--- begin Source ---

Schema Validation API
LakeLogic ships a public validation and schema-export API designed for editor integration, CI pipelines, and developer tooling. It validates contracts, system registries, and domain configs without executing a pipeline.
Quick Start
from lakelogic import validate_contract, contract_schema, contract_schema_json
# ── Validate a contract ──────────────────────────────────────
result = validate_contract("contracts/bronze_orders_v1.0.yaml")
if result.valid:
print("✅ Contract is valid")
else:
for err in result.error_only:
print(f" [{err.field}] {err.message}")
# ── Get JSON Schema for UI forms ─────────────────────────────
schema = contract_schema() # Python dict
schema_json = contract_schema_json() # JSON string for REST API
validate_contract(source)
Validates a LakeLogic contract, system registry, or domain config. Accepts multiple input formats.
Parameters
| Parameter | Type | Description |
|---|---|---|
source |
dict \| str \| Path |
A parsed dict, YAML/JSON string, or file path ending in .yaml/.yml/.json |
Returns
A ValidationResult object:
| Attribute | Type | Description |
|---|---|---|
.valid |
bool |
True when there are no error-severity issues (warnings are allowed) |
.errors |
list[ValidationError] |
All errors and warnings |
.warnings |
list[ValidationError] |
Convenience view — warning-severity items only |
.error_only |
list[ValidationError] |
Convenience view — error-severity items only |
.contract |
dict \| None |
The parsed contract dict (None if parsing failed) |
Each ValidationError has:
| Field | Type | Description |
|---|---|---|
.field |
str |
Dot-path to the issue (e.g. server.schema_policy.evolution) |
.message |
str |
Human-readable error message |
.severity |
str |
"error" or "warning" |
Input Formats
What Gets Validated
The validator checks different properties depending on the document type. LakeLogic auto-detects whether you are validating an individual contract or a system/domain configs based on the server: block structure.

--- end Source ---
--- begin Exercise inputs ---

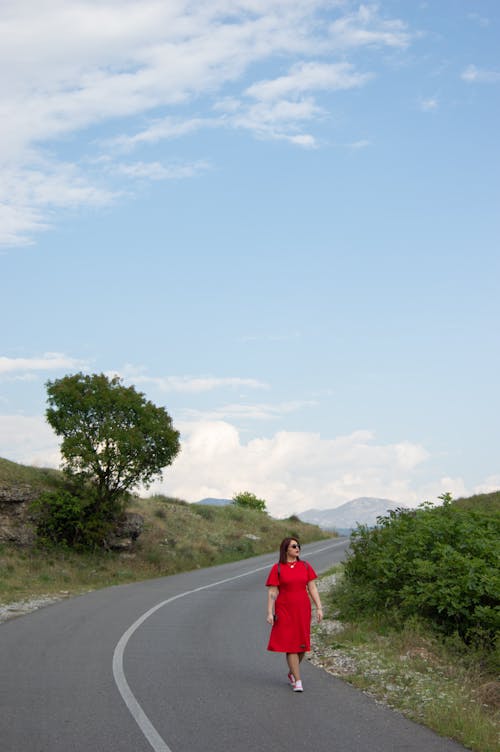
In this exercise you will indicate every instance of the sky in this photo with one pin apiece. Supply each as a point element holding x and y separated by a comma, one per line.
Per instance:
<point>279,219</point>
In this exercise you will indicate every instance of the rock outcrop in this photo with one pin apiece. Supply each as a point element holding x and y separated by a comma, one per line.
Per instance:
<point>17,525</point>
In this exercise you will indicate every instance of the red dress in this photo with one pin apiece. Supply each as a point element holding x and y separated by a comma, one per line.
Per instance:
<point>291,631</point>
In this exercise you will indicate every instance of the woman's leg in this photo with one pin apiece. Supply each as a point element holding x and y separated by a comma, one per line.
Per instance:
<point>293,661</point>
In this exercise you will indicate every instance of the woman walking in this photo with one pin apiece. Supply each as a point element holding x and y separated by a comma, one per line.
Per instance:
<point>290,583</point>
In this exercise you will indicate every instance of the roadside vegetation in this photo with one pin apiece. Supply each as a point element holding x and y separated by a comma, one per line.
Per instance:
<point>413,617</point>
<point>177,537</point>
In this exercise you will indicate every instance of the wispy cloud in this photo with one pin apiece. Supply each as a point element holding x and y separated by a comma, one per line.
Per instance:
<point>307,77</point>
<point>159,171</point>
<point>429,104</point>
<point>477,18</point>
<point>259,411</point>
<point>472,74</point>
<point>114,63</point>
<point>187,384</point>
<point>293,471</point>
<point>46,362</point>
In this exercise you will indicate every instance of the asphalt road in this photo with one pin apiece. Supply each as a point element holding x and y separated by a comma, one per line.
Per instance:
<point>179,664</point>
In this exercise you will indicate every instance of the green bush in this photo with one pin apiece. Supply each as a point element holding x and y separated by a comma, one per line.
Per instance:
<point>66,518</point>
<point>438,563</point>
<point>248,500</point>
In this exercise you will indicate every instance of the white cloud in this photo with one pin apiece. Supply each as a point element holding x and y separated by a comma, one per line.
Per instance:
<point>77,64</point>
<point>361,144</point>
<point>306,77</point>
<point>28,440</point>
<point>260,411</point>
<point>365,28</point>
<point>473,74</point>
<point>47,362</point>
<point>429,104</point>
<point>480,20</point>
<point>293,471</point>
<point>187,384</point>
<point>158,171</point>
<point>491,483</point>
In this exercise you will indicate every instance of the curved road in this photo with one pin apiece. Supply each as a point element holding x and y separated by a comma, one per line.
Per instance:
<point>179,664</point>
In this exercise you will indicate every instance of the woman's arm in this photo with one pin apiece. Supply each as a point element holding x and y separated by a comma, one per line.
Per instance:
<point>272,594</point>
<point>313,592</point>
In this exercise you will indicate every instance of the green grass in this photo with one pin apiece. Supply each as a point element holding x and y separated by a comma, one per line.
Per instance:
<point>177,537</point>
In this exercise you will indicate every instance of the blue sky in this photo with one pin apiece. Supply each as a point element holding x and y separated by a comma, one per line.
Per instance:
<point>278,219</point>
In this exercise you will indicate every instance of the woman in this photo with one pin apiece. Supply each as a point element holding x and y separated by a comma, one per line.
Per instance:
<point>290,583</point>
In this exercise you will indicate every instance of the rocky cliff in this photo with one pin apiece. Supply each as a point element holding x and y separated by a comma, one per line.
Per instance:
<point>16,523</point>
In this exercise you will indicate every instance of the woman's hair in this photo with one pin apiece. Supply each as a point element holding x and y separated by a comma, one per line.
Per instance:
<point>284,547</point>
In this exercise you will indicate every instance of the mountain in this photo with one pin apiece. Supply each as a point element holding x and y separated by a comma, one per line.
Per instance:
<point>215,502</point>
<point>364,510</point>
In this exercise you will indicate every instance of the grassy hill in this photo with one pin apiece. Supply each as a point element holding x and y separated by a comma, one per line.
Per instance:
<point>177,537</point>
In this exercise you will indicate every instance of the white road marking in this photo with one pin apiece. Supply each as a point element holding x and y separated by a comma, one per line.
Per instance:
<point>138,714</point>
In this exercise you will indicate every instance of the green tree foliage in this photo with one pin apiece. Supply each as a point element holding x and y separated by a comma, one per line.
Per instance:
<point>440,563</point>
<point>248,500</point>
<point>113,438</point>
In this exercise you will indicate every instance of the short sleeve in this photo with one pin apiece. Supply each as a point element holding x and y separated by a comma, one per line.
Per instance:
<point>311,574</point>
<point>273,580</point>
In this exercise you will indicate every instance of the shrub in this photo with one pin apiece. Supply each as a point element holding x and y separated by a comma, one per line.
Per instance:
<point>66,518</point>
<point>248,500</point>
<point>440,563</point>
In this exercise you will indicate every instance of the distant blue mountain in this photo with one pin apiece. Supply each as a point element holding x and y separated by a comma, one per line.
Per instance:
<point>215,502</point>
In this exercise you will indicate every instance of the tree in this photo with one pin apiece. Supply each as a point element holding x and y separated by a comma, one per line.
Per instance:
<point>248,500</point>
<point>113,437</point>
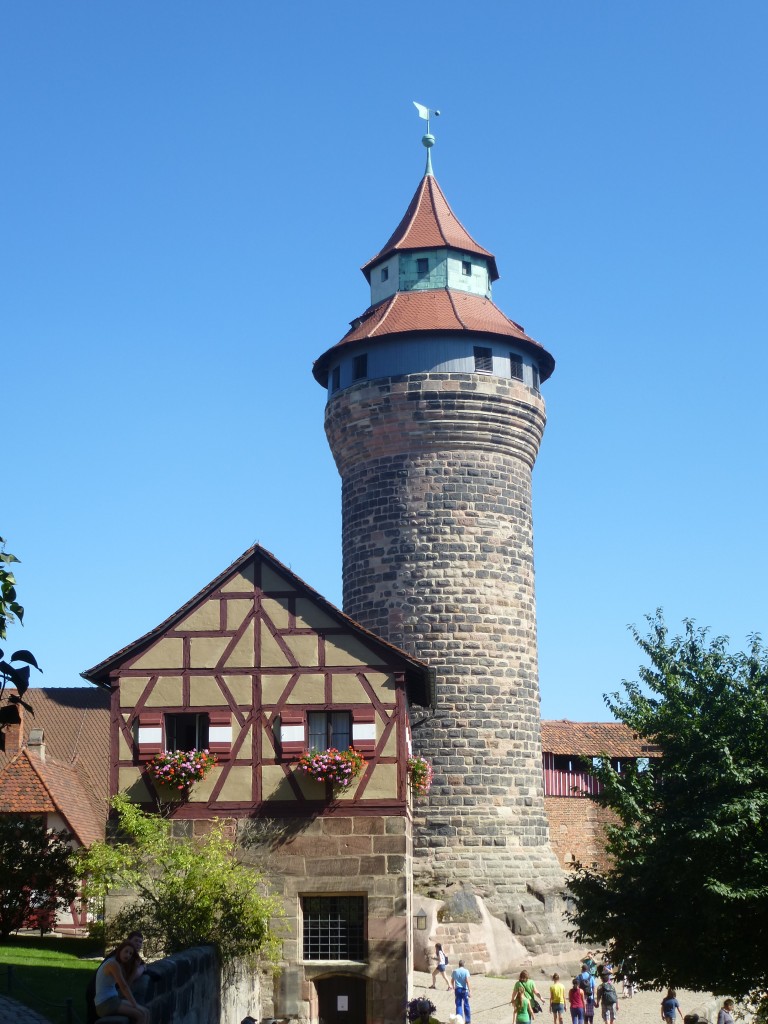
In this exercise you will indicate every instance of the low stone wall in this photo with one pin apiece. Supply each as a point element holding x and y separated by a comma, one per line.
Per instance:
<point>186,988</point>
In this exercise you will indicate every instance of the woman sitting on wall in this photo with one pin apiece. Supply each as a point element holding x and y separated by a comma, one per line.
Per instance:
<point>114,995</point>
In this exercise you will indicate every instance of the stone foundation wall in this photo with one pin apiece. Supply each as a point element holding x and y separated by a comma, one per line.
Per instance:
<point>438,559</point>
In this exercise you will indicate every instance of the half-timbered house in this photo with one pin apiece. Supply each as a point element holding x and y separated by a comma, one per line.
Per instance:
<point>258,668</point>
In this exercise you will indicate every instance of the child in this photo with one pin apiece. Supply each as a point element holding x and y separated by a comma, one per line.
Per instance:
<point>556,999</point>
<point>577,1003</point>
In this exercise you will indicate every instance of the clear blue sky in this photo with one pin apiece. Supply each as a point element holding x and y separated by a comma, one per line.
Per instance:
<point>188,192</point>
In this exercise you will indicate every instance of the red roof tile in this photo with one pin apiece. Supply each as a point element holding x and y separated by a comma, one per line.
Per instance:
<point>430,223</point>
<point>595,738</point>
<point>434,309</point>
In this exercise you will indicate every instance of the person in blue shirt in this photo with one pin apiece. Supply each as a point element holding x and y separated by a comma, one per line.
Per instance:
<point>460,985</point>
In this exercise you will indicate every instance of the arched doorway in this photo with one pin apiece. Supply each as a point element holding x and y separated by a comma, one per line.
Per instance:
<point>341,999</point>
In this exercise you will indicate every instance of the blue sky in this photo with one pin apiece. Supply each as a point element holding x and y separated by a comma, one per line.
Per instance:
<point>189,189</point>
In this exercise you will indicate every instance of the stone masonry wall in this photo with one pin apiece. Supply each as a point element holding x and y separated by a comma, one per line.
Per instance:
<point>437,553</point>
<point>368,855</point>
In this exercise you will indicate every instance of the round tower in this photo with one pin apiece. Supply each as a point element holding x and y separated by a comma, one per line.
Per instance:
<point>434,418</point>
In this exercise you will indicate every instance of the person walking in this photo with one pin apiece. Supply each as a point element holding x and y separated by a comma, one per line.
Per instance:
<point>608,998</point>
<point>577,1001</point>
<point>460,984</point>
<point>556,999</point>
<point>440,966</point>
<point>669,1006</point>
<point>725,1016</point>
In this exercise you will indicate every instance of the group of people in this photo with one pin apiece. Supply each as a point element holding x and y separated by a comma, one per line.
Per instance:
<point>120,981</point>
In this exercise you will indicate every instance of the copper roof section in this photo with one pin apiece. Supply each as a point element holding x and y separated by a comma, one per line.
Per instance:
<point>441,310</point>
<point>419,677</point>
<point>592,739</point>
<point>430,223</point>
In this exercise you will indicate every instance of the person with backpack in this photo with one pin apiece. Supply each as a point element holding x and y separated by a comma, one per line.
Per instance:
<point>577,1003</point>
<point>442,963</point>
<point>669,1006</point>
<point>608,999</point>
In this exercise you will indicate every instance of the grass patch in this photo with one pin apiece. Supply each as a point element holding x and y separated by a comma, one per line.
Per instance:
<point>47,972</point>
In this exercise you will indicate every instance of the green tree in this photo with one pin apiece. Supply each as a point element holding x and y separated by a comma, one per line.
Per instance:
<point>11,675</point>
<point>188,892</point>
<point>38,870</point>
<point>686,893</point>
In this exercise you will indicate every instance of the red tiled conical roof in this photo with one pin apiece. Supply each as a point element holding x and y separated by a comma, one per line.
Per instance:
<point>430,223</point>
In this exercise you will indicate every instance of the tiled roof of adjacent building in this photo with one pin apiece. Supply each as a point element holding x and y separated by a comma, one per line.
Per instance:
<point>441,310</point>
<point>595,738</point>
<point>30,785</point>
<point>430,223</point>
<point>75,721</point>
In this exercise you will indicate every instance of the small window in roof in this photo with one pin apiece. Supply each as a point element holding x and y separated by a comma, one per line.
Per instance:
<point>359,367</point>
<point>483,360</point>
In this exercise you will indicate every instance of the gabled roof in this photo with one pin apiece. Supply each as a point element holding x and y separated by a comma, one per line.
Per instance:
<point>75,721</point>
<point>593,739</point>
<point>29,785</point>
<point>419,677</point>
<point>440,310</point>
<point>430,223</point>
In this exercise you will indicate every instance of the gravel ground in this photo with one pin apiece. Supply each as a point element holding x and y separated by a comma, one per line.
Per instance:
<point>489,1001</point>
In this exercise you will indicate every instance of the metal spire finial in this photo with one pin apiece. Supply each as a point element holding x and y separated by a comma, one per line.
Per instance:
<point>428,139</point>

--- end Exercise inputs ---

--- Problems and tasks ---
**1.** According to the LakeLogic API page, when is the .valid attribute of a ValidationResult True?
**2.** In the entries, recast the lines from the one containing "the woman's arm" up to and including the one containing "<point>278,219</point>" as a JSON list of strings, one string per line, with blank lines omitted.
The LakeLogic API page and the entries have nothing to do with each other.

--- Outputs in order ---
**1.** It is True when there are no error-severity issues; warnings are allowed.

**2.**
[
  "In this exercise you will indicate every instance of the woman's arm in this photo with one pin apiece. Supply each as a point element holding x and y separated by a comma, one per line.",
  "Per instance:",
  "<point>272,594</point>",
  "<point>313,592</point>",
  "In this exercise you will indicate every instance of the green grass in this photo with one pin apiece. Supply each as a point element holding x and y separated by a comma, one per line.",
  "Per instance:",
  "<point>177,537</point>",
  "In this exercise you will indicate every instance of the blue sky in this photo with one pin apiece. Supply each as a point element holding x and y separated by a comma, one per line.",
  "Per instance:",
  "<point>278,219</point>"
]